◆ **Document excerpt**:
Bailey said the COVID-19 pandemic helped create a path for the current sprouting of gay bars all over D.C., especially in what are the mainstream, popular areas. “I think luckily the pandemic, at least in D.C., did open up an opportunity for a number of entrepreneurs to say ‘Hey! I have an option here.’ Some of these businesses are looking for people to buy them out or to move in, and so a bunch of people took advantage of that.”
The LGBTQ community has always had a presence in the city. It has been recorded that as early as the 1950s, Washington had become a space recognized for its ability to bring LGBTQ people together.
“I feel like every time I take two steps, I run into another gay person,” Etienne said about living in Logan Circle and the queerness of the city. “I love it. I also think about the nature of what goes on in D.C. Historically, the government has always had a significant number of gay people working for it. Looking back to the Lavender Scare and even before then it’s always been a spot where gay men have either come professionally or personally.”
Mark Meinke, a 76-year-old self-described gay historian founded The Rainbow History Project, an organization that works to “collect, preserve and promote the history and culture of the diverse LGBTQ communities in metropolitan Washington, D.C.” His research supports exactly what Etienne described.

◆ **Required actions**:
[1] Reproduce the text of the excerpt on LGBTQ life in D.C. between "The LGBTQ community" and "LGBTQ people together.", inclusive.
[2] Render this sentence from the excerpt on LGBTQ life in D.C. in Spanish: "The LGBTQ community has always had a presence in the city."

(Saved entries)
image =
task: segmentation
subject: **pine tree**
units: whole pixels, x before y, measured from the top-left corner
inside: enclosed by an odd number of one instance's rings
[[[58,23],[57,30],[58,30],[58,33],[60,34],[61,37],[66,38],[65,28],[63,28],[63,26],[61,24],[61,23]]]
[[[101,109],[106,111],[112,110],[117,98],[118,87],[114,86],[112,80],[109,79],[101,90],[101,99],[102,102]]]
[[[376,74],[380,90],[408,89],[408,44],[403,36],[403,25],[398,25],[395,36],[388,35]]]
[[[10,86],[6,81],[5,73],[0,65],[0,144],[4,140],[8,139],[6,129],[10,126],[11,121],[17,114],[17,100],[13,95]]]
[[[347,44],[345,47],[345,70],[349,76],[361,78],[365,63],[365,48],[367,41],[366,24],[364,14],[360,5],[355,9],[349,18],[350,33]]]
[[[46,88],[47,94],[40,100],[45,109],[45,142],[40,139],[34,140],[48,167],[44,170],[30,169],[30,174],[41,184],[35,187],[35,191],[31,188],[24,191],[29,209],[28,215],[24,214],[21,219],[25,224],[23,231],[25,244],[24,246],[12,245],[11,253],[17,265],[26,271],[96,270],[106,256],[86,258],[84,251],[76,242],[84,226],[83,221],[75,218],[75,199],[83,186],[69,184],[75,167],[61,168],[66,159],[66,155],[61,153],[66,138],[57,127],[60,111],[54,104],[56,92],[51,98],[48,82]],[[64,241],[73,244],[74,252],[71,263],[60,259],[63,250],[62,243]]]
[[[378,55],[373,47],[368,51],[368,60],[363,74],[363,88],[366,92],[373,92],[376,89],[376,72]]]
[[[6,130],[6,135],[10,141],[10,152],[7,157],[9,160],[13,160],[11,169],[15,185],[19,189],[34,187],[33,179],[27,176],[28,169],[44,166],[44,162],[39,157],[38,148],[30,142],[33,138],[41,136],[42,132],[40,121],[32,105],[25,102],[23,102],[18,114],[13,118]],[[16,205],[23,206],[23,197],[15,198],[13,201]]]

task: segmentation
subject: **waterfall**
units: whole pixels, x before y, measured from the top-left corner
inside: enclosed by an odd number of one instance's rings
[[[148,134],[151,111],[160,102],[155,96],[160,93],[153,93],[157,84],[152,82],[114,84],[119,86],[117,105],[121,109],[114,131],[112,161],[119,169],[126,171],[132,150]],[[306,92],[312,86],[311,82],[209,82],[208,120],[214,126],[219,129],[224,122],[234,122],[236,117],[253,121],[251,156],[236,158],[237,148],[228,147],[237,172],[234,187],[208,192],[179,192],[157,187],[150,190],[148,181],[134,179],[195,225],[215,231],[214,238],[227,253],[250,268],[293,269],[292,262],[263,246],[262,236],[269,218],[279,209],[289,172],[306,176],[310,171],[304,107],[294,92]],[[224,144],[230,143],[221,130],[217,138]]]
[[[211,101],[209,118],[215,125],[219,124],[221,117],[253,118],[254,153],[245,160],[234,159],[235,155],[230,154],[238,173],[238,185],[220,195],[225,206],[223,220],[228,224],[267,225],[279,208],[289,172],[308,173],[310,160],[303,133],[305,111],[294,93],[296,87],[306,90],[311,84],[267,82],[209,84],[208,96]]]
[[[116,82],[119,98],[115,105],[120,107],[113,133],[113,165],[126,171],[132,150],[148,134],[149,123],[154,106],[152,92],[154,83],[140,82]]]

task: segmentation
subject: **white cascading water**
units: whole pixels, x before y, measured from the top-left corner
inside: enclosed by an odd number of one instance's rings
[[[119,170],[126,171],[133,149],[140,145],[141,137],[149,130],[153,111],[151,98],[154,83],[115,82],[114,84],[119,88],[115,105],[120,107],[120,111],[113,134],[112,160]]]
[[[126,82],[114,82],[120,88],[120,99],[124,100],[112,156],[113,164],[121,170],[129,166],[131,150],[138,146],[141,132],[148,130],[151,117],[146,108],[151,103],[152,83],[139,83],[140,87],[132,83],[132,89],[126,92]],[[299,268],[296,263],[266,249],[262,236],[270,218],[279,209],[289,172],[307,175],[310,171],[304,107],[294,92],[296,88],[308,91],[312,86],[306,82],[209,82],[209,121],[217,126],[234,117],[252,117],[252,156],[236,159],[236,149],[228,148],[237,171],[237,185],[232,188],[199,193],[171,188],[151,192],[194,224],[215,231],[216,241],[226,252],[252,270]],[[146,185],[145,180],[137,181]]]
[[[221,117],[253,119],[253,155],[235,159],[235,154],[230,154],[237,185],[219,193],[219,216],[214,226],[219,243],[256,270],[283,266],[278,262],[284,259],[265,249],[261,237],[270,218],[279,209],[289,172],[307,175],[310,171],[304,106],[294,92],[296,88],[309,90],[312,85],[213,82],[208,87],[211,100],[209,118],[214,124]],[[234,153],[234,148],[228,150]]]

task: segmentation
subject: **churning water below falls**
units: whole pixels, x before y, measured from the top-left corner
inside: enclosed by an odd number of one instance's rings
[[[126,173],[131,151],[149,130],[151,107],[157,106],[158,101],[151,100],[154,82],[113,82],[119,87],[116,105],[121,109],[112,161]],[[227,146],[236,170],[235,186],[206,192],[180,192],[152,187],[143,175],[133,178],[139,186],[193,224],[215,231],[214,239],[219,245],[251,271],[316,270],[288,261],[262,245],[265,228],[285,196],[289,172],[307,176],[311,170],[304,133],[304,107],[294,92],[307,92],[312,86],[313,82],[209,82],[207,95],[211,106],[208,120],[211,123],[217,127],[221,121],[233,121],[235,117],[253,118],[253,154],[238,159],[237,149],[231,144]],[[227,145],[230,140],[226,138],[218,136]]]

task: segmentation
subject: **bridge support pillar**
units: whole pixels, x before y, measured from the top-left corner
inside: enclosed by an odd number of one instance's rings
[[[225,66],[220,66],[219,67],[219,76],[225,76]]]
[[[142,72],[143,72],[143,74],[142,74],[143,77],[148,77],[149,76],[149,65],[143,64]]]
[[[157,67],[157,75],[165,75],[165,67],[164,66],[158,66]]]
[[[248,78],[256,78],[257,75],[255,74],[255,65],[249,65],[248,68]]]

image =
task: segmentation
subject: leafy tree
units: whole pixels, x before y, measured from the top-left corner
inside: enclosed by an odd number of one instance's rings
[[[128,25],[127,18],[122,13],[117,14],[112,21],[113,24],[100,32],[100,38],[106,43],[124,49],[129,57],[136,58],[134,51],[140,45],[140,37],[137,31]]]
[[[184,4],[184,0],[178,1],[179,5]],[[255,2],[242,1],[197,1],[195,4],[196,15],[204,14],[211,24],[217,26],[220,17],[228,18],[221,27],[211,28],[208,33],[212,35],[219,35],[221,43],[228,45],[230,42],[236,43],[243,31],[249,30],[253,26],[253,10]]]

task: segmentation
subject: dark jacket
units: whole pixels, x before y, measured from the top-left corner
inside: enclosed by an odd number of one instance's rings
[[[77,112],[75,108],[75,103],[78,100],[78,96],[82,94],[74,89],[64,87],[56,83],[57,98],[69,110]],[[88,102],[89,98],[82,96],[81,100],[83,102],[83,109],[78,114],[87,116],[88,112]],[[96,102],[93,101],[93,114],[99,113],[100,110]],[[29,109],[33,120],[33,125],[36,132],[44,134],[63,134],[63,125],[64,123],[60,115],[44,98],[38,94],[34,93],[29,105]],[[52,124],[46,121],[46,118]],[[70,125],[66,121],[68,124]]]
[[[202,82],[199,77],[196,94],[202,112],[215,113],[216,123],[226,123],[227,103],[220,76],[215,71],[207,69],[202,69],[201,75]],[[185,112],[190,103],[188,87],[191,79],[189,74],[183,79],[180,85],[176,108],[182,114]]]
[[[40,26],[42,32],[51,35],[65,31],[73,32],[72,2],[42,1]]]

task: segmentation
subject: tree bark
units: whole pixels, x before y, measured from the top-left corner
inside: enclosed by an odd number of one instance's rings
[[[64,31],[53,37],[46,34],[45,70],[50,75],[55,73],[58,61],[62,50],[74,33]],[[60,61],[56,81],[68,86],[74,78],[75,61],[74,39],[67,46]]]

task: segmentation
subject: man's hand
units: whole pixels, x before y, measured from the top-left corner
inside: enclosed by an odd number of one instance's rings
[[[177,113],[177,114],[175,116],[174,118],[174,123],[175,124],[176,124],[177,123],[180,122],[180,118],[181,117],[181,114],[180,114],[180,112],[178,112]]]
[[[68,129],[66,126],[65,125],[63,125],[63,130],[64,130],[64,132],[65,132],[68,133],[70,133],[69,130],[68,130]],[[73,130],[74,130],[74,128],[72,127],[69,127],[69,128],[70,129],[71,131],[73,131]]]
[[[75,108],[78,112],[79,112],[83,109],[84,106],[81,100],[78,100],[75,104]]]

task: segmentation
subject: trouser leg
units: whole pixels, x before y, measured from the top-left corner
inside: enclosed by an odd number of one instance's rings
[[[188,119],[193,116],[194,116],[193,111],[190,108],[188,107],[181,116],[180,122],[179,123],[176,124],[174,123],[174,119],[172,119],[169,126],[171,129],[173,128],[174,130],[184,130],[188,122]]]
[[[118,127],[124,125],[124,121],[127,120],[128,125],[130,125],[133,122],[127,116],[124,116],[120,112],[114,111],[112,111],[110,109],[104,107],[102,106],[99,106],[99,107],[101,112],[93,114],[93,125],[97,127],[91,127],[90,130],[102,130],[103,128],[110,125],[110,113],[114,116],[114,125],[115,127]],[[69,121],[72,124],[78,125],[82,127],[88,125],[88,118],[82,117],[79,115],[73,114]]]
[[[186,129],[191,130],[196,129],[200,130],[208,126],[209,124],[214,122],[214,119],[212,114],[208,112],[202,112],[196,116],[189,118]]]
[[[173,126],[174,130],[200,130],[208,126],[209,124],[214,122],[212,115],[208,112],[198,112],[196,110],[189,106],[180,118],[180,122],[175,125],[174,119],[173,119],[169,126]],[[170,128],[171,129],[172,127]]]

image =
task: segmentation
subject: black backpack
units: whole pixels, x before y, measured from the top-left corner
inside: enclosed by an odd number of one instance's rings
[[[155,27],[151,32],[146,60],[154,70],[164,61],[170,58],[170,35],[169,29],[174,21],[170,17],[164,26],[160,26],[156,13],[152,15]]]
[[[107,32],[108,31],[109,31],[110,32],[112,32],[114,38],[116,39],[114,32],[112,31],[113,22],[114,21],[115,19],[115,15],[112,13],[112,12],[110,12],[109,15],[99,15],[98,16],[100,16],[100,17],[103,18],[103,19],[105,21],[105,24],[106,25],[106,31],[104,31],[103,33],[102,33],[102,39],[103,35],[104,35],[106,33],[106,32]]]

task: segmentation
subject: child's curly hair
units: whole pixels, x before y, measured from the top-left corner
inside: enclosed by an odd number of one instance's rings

◆ **Activity answers**:
[1]
The LGBTQ community has always had a presence in the city. It has been recorded that as early as the 1950s, Washington had become a space recognized for its ability to bring LGBTQ people together.

[2] La comunidad LGBTQ siempre ha tenido presencia en la ciudad.